### PROBLEM TO SOLVE
Pull out each line of the rows below that contains the string "mountain", and list those lines in their original order.

==== SUPPLIED DATA ====

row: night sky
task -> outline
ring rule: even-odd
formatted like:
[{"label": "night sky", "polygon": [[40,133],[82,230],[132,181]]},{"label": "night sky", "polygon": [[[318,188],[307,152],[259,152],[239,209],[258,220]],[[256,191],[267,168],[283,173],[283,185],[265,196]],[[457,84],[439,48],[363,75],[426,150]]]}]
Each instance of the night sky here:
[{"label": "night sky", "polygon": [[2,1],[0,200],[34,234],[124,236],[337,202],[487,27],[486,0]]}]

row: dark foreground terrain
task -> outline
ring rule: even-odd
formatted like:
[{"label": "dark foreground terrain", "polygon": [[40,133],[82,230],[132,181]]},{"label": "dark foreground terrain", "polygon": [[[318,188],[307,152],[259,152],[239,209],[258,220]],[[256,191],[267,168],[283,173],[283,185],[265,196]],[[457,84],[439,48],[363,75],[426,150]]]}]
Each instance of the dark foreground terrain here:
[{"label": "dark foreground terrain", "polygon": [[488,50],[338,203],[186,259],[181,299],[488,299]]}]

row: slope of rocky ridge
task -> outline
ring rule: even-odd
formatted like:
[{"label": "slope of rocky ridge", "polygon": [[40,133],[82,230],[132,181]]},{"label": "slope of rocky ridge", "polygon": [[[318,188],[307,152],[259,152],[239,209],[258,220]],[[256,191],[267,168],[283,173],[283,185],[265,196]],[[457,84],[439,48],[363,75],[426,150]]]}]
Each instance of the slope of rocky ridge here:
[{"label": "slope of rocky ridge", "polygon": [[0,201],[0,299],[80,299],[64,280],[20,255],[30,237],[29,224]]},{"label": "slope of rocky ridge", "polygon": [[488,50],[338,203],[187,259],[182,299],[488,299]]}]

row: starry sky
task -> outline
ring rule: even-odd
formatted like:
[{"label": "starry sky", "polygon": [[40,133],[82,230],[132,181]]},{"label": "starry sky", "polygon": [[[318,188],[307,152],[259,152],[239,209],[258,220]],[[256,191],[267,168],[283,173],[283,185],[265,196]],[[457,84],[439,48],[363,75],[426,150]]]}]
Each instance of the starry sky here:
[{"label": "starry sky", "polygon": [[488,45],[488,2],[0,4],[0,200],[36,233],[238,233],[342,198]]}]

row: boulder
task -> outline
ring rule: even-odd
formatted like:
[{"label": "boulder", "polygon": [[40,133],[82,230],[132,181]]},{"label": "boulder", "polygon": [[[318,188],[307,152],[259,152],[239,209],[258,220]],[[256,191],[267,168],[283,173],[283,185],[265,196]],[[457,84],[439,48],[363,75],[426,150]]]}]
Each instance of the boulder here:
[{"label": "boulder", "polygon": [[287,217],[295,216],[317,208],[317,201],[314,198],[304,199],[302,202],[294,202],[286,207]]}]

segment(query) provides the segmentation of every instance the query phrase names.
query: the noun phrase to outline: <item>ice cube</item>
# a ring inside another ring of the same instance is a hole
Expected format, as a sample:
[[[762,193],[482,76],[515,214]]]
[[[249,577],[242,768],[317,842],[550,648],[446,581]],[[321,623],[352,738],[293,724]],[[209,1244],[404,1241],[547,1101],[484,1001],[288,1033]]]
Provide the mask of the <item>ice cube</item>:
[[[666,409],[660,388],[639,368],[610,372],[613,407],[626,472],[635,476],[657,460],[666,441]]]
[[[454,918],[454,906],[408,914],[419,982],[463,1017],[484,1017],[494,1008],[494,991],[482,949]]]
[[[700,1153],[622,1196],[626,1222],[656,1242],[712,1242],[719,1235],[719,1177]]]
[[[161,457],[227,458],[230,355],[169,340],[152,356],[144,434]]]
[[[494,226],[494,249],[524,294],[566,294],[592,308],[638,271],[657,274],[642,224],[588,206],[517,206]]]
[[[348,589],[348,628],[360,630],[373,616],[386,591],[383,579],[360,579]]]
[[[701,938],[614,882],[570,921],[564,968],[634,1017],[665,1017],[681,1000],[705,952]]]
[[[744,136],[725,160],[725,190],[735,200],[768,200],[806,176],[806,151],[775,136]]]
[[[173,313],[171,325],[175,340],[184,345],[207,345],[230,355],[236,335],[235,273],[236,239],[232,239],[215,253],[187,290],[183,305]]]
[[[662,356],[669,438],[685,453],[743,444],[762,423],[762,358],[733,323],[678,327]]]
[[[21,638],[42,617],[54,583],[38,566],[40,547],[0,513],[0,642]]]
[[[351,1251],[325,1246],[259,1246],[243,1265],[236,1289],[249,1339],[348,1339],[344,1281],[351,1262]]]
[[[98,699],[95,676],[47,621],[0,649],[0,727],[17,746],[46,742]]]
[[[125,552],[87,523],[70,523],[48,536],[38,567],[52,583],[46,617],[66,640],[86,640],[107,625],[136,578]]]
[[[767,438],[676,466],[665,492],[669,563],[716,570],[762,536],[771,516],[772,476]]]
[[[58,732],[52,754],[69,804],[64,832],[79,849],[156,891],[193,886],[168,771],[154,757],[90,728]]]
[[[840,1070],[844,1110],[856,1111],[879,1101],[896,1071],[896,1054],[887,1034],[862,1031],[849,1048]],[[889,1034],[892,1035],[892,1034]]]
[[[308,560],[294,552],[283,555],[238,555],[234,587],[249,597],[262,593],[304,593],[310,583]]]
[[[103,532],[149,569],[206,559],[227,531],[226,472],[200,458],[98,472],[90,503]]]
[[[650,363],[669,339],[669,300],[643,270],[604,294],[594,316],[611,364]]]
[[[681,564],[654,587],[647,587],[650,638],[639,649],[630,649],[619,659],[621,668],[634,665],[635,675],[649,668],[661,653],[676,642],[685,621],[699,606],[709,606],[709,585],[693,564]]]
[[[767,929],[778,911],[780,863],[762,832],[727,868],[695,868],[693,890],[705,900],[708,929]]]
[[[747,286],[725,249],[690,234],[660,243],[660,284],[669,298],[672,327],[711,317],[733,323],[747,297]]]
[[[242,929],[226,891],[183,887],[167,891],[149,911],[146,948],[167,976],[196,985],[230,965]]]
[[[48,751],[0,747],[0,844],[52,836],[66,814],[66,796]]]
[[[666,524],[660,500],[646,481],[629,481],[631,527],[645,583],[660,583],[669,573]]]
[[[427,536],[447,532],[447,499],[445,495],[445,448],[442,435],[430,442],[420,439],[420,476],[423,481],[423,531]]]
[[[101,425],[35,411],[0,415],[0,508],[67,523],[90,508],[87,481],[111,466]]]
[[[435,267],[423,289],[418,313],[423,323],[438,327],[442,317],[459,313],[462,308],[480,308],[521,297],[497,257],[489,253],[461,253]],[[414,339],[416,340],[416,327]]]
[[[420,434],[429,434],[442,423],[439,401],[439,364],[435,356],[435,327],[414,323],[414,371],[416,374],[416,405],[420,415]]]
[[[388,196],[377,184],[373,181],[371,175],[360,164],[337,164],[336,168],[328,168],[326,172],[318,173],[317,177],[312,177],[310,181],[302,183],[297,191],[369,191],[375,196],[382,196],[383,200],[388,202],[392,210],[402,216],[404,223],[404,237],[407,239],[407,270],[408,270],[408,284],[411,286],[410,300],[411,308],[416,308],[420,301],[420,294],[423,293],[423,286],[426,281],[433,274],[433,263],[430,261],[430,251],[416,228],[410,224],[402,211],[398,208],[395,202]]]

====
==== SUPPLIED DATA ====

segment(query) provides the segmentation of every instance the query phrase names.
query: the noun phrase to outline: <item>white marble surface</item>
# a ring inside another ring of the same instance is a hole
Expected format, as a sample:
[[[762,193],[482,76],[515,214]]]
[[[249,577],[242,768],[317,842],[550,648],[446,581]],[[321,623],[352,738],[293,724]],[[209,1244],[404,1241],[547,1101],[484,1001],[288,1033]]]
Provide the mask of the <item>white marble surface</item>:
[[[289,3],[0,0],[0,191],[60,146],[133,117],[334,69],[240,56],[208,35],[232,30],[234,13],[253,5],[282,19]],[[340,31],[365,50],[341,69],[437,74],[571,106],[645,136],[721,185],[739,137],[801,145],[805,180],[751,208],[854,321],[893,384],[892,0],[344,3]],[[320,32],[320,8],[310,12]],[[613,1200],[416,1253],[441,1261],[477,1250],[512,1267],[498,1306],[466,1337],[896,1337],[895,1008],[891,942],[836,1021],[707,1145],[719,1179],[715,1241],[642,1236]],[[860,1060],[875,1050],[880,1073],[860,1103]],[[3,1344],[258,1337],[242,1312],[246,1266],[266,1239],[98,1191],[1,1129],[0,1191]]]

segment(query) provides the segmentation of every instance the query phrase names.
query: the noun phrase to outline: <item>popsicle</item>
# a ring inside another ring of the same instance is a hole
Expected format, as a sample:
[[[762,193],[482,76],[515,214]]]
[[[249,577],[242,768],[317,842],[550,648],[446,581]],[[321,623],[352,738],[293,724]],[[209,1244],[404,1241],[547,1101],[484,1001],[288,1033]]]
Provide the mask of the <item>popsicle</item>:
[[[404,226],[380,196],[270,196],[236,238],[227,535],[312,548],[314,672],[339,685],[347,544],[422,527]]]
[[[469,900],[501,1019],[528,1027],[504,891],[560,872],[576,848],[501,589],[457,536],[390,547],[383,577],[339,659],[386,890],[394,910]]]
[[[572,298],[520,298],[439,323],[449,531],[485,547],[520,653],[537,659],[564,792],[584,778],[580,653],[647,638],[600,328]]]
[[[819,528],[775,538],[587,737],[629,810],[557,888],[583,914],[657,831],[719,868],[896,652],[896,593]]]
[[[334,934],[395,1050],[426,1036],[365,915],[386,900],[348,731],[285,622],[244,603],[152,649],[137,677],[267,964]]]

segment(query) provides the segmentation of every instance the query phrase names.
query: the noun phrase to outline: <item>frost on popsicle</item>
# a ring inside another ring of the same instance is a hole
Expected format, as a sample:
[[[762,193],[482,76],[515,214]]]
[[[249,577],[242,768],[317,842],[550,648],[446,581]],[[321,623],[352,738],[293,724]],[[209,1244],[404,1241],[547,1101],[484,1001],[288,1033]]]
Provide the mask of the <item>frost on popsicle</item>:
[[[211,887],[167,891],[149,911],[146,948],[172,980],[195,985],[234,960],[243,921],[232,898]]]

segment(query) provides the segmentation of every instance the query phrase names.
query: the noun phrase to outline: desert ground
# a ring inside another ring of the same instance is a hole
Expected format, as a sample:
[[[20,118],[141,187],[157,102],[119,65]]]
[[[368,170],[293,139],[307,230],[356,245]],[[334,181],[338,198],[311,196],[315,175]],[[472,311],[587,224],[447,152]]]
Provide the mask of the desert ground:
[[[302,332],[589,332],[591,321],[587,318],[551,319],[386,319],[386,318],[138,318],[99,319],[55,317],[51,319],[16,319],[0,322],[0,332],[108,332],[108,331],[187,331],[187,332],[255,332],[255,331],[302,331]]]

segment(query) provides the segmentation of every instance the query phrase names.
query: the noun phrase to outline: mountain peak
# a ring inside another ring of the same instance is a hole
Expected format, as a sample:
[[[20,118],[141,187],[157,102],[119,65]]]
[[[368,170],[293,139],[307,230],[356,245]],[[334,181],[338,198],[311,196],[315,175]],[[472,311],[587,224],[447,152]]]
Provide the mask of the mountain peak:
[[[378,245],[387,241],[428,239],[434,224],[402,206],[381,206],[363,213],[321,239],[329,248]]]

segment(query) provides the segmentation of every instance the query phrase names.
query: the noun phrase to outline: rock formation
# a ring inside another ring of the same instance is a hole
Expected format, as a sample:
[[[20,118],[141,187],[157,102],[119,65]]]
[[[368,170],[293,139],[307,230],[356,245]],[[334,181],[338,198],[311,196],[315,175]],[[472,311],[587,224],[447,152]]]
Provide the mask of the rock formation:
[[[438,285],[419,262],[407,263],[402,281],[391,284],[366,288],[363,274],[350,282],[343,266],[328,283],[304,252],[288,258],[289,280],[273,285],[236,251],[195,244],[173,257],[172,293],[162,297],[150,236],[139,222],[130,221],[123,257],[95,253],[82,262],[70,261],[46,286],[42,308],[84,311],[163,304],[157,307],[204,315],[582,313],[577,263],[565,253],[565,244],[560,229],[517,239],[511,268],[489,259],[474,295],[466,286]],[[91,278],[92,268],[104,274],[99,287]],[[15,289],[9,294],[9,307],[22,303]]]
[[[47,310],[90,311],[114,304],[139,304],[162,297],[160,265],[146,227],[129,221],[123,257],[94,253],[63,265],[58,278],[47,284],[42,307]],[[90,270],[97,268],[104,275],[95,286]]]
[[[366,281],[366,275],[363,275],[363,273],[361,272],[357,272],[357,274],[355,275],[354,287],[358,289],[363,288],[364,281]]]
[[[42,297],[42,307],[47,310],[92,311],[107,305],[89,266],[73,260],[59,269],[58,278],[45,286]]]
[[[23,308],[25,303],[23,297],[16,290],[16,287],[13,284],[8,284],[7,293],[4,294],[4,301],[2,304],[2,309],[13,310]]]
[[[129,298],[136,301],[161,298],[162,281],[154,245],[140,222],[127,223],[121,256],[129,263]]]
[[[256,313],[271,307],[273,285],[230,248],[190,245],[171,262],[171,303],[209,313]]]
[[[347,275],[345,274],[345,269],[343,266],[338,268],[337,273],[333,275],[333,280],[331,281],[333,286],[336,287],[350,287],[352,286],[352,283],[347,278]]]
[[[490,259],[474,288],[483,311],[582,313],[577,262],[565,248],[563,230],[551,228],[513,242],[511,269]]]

====

### COMPLETE ANSWER
query: the noun phrase to outline: mountain peak
Provide the mask of the mountain peak:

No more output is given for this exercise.